- Set problem: Return every line of the material below that contains the word "yard".

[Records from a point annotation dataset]
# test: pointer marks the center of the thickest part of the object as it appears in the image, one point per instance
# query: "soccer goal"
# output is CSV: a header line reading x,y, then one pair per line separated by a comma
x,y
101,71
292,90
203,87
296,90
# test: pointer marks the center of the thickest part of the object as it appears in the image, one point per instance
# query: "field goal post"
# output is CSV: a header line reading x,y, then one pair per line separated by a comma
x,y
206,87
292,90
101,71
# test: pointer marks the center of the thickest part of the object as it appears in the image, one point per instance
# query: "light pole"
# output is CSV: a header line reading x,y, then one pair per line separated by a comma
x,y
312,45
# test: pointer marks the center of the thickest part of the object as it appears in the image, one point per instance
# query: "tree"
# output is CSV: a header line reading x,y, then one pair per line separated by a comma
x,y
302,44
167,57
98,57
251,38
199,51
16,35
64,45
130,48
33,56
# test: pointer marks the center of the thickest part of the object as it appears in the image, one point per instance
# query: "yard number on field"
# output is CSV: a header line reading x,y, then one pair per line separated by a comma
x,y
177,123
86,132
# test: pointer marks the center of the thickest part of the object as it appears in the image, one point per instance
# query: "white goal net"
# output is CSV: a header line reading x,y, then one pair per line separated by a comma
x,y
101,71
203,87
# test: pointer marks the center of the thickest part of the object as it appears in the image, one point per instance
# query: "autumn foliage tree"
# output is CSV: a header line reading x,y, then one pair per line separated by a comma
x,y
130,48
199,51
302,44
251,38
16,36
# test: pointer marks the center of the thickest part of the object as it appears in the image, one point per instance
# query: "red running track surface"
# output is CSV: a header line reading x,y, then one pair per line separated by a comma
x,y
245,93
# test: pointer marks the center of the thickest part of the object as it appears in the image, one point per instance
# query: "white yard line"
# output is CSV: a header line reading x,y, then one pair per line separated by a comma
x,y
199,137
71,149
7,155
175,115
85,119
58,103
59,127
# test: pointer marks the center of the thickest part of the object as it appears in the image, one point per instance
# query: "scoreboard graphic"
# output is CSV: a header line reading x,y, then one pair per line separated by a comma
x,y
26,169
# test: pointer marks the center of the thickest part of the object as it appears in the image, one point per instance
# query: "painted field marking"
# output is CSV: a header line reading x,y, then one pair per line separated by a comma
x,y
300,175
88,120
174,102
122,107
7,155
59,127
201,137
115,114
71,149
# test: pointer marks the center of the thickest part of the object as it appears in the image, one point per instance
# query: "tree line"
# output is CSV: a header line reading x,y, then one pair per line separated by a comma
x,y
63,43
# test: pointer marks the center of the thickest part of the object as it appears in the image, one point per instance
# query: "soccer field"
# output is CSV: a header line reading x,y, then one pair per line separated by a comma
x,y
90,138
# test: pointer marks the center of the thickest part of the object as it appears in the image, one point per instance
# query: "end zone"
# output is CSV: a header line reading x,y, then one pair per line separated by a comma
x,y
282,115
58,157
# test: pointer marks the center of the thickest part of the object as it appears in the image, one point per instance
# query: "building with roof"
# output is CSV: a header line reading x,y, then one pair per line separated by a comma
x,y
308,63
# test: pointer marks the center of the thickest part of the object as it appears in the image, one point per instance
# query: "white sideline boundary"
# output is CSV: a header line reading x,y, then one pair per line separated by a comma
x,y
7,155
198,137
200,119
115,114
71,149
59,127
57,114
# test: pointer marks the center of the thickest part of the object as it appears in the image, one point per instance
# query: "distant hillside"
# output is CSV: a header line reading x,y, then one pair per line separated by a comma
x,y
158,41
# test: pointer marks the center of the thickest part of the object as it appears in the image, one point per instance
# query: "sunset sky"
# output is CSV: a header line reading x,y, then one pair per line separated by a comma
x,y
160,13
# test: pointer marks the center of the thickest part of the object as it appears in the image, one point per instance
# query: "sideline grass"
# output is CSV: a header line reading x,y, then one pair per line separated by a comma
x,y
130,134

- Exercise result:
# query: "yard number on field"
# query: "white yard line"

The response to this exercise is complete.